▶ _PROBLEM DESCRIPTION_: No pictures are to be included when the entries below are reproduced exactly.

**** DATASET RECORDS

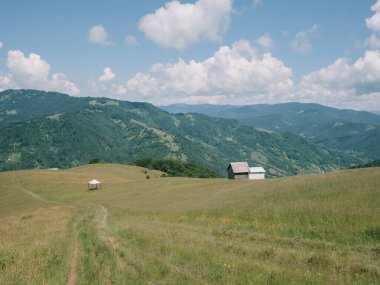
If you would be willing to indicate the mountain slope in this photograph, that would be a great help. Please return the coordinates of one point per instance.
(345, 130)
(117, 131)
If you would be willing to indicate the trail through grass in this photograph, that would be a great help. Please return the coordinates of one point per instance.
(314, 229)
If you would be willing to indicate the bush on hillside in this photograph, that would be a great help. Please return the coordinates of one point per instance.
(176, 168)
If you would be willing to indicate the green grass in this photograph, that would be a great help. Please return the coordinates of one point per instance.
(312, 229)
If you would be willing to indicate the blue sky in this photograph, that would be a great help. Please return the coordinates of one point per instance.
(204, 51)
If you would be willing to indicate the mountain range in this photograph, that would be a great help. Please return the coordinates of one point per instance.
(48, 129)
(356, 133)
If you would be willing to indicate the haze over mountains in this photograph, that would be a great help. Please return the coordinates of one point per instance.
(354, 132)
(48, 129)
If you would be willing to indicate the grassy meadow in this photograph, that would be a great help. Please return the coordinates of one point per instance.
(311, 229)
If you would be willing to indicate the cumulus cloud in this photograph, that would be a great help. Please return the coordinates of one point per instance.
(98, 35)
(34, 72)
(372, 42)
(179, 26)
(130, 40)
(235, 71)
(345, 85)
(301, 42)
(107, 75)
(265, 41)
(105, 85)
(257, 3)
(373, 23)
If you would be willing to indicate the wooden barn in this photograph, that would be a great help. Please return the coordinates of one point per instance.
(256, 173)
(238, 170)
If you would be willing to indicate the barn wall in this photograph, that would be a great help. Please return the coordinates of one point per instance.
(241, 176)
(230, 173)
(254, 176)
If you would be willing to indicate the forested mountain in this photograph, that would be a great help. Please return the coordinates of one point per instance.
(354, 132)
(63, 131)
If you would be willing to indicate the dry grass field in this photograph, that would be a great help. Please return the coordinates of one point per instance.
(311, 229)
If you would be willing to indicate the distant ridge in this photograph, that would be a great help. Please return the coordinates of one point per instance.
(48, 130)
(354, 132)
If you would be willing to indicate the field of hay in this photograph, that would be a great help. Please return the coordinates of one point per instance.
(311, 229)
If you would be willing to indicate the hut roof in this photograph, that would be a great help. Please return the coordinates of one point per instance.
(239, 167)
(256, 170)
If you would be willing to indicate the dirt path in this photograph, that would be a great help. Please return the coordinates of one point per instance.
(73, 274)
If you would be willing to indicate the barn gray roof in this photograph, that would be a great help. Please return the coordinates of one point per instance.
(239, 167)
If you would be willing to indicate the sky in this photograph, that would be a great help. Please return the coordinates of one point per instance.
(202, 51)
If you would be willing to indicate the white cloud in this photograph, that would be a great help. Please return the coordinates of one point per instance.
(265, 41)
(180, 25)
(33, 72)
(301, 42)
(257, 3)
(104, 85)
(231, 71)
(373, 23)
(98, 35)
(6, 82)
(372, 42)
(107, 75)
(130, 40)
(342, 84)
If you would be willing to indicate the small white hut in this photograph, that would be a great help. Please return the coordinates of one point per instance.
(256, 173)
(94, 184)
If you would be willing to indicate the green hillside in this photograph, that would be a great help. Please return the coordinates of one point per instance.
(119, 131)
(175, 168)
(357, 133)
(312, 229)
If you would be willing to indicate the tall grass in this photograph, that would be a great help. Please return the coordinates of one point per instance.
(313, 229)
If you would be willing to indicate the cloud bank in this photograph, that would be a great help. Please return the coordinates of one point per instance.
(33, 72)
(232, 72)
(98, 35)
(180, 25)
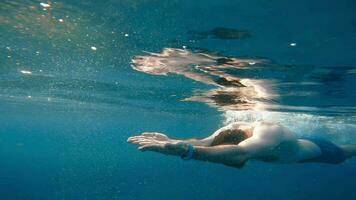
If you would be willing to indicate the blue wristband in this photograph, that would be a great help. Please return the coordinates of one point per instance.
(189, 153)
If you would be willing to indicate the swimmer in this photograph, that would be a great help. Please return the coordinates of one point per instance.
(239, 142)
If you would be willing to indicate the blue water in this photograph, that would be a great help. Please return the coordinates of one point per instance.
(67, 108)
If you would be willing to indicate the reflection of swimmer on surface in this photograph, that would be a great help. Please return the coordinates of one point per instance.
(239, 142)
(232, 93)
(220, 33)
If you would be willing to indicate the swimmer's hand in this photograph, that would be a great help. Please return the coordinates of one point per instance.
(158, 142)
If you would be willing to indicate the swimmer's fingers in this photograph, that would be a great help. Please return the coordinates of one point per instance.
(152, 147)
(137, 140)
(158, 136)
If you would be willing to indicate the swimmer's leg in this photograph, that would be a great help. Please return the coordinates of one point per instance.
(349, 150)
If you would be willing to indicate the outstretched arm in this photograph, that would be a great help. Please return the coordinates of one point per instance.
(231, 155)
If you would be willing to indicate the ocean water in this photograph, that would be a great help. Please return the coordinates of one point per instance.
(70, 95)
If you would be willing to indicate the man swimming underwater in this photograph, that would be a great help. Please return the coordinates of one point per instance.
(237, 143)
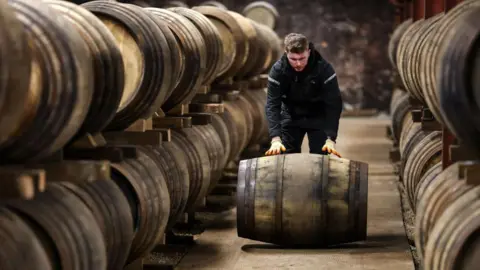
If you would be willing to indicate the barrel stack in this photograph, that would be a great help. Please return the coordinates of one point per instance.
(119, 121)
(435, 132)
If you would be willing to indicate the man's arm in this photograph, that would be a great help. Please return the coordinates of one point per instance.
(333, 103)
(274, 101)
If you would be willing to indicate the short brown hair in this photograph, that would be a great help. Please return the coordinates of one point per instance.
(295, 43)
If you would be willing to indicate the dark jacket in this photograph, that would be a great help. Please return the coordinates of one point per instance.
(309, 99)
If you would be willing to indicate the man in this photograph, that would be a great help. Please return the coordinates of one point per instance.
(303, 98)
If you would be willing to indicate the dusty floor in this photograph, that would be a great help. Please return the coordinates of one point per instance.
(361, 139)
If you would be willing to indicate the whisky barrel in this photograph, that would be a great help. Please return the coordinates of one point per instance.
(15, 72)
(61, 84)
(434, 198)
(215, 150)
(192, 45)
(112, 213)
(172, 161)
(21, 248)
(213, 43)
(430, 80)
(429, 176)
(143, 183)
(265, 51)
(66, 226)
(399, 110)
(414, 49)
(171, 4)
(262, 12)
(458, 98)
(257, 110)
(395, 39)
(252, 46)
(453, 242)
(108, 65)
(214, 4)
(198, 163)
(143, 47)
(235, 43)
(424, 155)
(302, 199)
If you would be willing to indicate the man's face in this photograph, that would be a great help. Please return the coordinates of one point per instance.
(298, 60)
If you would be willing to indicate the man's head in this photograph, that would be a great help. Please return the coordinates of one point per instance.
(296, 48)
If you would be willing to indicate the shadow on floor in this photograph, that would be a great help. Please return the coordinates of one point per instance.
(373, 244)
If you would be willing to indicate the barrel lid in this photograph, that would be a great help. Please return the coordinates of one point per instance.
(262, 12)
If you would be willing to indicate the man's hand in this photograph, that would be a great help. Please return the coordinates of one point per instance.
(276, 148)
(329, 147)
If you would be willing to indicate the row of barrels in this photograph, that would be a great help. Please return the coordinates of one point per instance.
(437, 61)
(445, 207)
(69, 70)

********

▶ _ANSWER BOX_:
If you would be willing to indicate the mountain slope in this photograph, that would be a great help. Please return the coordinates of one point per instance.
(345, 130)
(117, 131)
If you would be willing to indicate the trail through grass in this photograph, that would be a great help. Please return the coordinates of one point per instance.
(314, 229)
If you would be willing to indicate the bush on hillside in this photograph, that would be a great help. Please return the coordinates of one point per instance.
(176, 168)
If you would be willing to indicate the green grass in this photograph, that would be a great help. Please return the coordinates of one point per instance.
(312, 229)
If you would be willing to indicate the blue sky in this photograph, that would be a great help. Please return the coordinates of one point per instance.
(204, 51)
If you would be willing to indicate the mountain range in this photograph, that would be a great help. Please return the coordinates of one point per instance.
(48, 129)
(356, 133)
If you would be willing to indicate the haze over mountains in this photograph, that would be a great help. Please return the coordinates of one point per instance.
(354, 132)
(48, 129)
If you would be willing to indicate the grassy meadow in this photograph, that would be a great help. Please return the coordinates of one point per instance.
(311, 229)
If you would be willing to indicate the cumulus cloud in this photograph, that would be a great help. Please return the coordinates of one point per instance.
(98, 35)
(34, 72)
(372, 42)
(179, 26)
(130, 40)
(235, 71)
(345, 85)
(301, 42)
(107, 75)
(265, 41)
(105, 85)
(257, 3)
(373, 23)
If you would be willing to indicate the wooden barn in this photograph, that would be a great help. Please return the coordinates of one point per instance.
(256, 173)
(238, 170)
If you would be willing to indicate the barn wall in this photograph, that would be a great help. Please return the coordinates of one point per instance.
(241, 176)
(230, 173)
(254, 176)
If you would be willing to indicate the forested mountain in this photograph, that would be a great help. Please return the coordinates of one point per instance.
(354, 132)
(63, 131)
If you would be willing to indicate the dry grass field in this photograph, that would be a great help. Please return the coordinates of one point per instance.
(311, 229)
If you would be willing to indicate the distant ridge in this photograph, that would be a great help. Please return the coordinates of one point per instance.
(48, 130)
(354, 132)
If you would be willing to indicate the field of hay in this photograph, that would be a great help. Please return the coordinates of one point per instance.
(311, 229)
If you would be willing to indicate the hut roof in this photograph, that would be a great help. Please return the coordinates of one point per instance.
(239, 167)
(256, 170)
If you would be willing to indicate the dirt path in this photograph, that would be a great help. Please return the coordinates of one point per instance.
(73, 274)
If you would be willing to indicate the barn gray roof in this photograph, that would be a great help. Please return the coordinates of one point per instance.
(239, 167)
If you would be willing to indicate the sky in this photograph, that would be a great help. Please return the coordinates of one point per instance.
(202, 51)
If you would be willing to indicate the white cloud in this photograph, that would be a great help. Please return the coordinates of one point per instance.
(265, 41)
(180, 25)
(33, 72)
(301, 42)
(257, 3)
(104, 85)
(231, 71)
(373, 23)
(98, 35)
(6, 82)
(372, 42)
(107, 75)
(130, 40)
(342, 84)
If you would be willing to indicate the small white hut in this photograph, that would be a great help. Please return the coordinates of one point per instance.
(256, 173)
(94, 184)
If you would be willing to indicate the green hillside in this photograph, that would be a great help. Please return the coordinates of one point per instance.
(119, 131)
(175, 168)
(357, 133)
(312, 229)
If you would be willing to indicate the tall grass in this photograph, that would be a great help. Please return the coordinates of one point per instance.
(313, 229)
If you would be willing to indicate the cloud bank in this photograph, that would be a great help. Please return the coordinates of one point per instance.
(33, 72)
(232, 72)
(98, 35)
(180, 25)
If you would be willing to indicate the blue wristband in this photograph, that would be a great help. Please return the coordinates of one point per instance.
(189, 153)
If you would be willing to indicate the swimmer in this photograph, that would be a great help. Please return the coordinates of one point per instance.
(239, 142)
If you would be willing to indicate the blue water in this photograph, that would be a great help. Please return the coordinates of one point per instance.
(67, 108)
If you would be willing to indicate the reflection of swimmer on surface in this photograph, that would be a great help. Please return the coordinates of one point per instance.
(239, 142)
(232, 93)
(220, 33)
If you would be willing to indicate the swimmer's hand in this photograph, that would be a great help. Please return the coordinates of one point per instance.
(158, 142)
If you would be willing to indicate the swimmer's fingers in this photograph, that would be a great help. Please return the coordinates of one point per instance.
(152, 147)
(137, 140)
(158, 136)
If you would be willing to indicate the swimmer's leg in this photograph, that would be a great help. Please return the coordinates of one point per instance.
(349, 150)
If you would be willing to indicate the outstretched arm in this photograph, that would be a great help. Please return the coordinates of one point per instance.
(231, 155)
If you would be willing to indicate the ocean water in this photograph, that would be a great help. Please return the coordinates of one point per instance.
(70, 95)
If you would be willing to indicate the man swimming underwater in this photograph, that would be a great help. Please return the coordinates of one point per instance.
(237, 143)
If you would be willing to indicate the barrel stack in this photograph, that would be a great help. Please return the coordinates of one point per instance.
(119, 121)
(435, 132)
If you would be willing to indicate the man's arm in this photograph, that would be a great help. Please return the coordinates of one point per instance.
(333, 103)
(274, 101)
If you would be willing to indicate the short brown hair in this photograph, that would be a great help. Please return the coordinates of one point per instance.
(295, 43)
If you would be willing to indicate the dark jacket in this photograph, that would be a great help. Please return the coordinates of one point per instance.
(309, 99)
If you would be willing to indicate the man in this photograph, that would be a great help. Please return the coordinates of one point per instance.
(303, 98)
If you would be willing to indicate the dusty floor in this photograph, that would be a great help. Please return the coordinates of one point per instance.
(361, 139)
If you would be willing to indicate the whisky barrel in this photograph, that would be a great help. Please return the coordinates of one point per instance.
(15, 72)
(61, 84)
(434, 198)
(215, 150)
(192, 45)
(112, 213)
(172, 161)
(21, 248)
(213, 43)
(430, 80)
(429, 176)
(143, 183)
(265, 51)
(66, 226)
(399, 110)
(414, 49)
(171, 4)
(262, 12)
(458, 98)
(257, 110)
(395, 39)
(252, 46)
(453, 242)
(108, 65)
(214, 4)
(198, 163)
(143, 47)
(235, 43)
(424, 155)
(302, 199)
If you would be willing to indicate the man's face in this photograph, that would be a great help. Please return the coordinates of one point per instance.
(298, 60)
If you would be willing to indicate the man's head in this photograph, that would be a great help. Please return the coordinates of one point per instance.
(296, 48)
If you would be willing to indicate the shadow on floor in this photograph, that would be a great help. Please return the coordinates of one point per instance.
(373, 244)
If you would be willing to indicate the barrel lid in this photograph, that would be a great help. Please return the coordinates of one point per instance.
(262, 12)
If you would be willing to indicate the man's hand in this photograph, that would be a great help. Please return the coordinates of one point per instance.
(276, 148)
(329, 147)
If you would be willing to indicate the row of barrels in this photograph, that would be a great help. Please return the coordinates of one point per instance.
(437, 61)
(445, 207)
(69, 70)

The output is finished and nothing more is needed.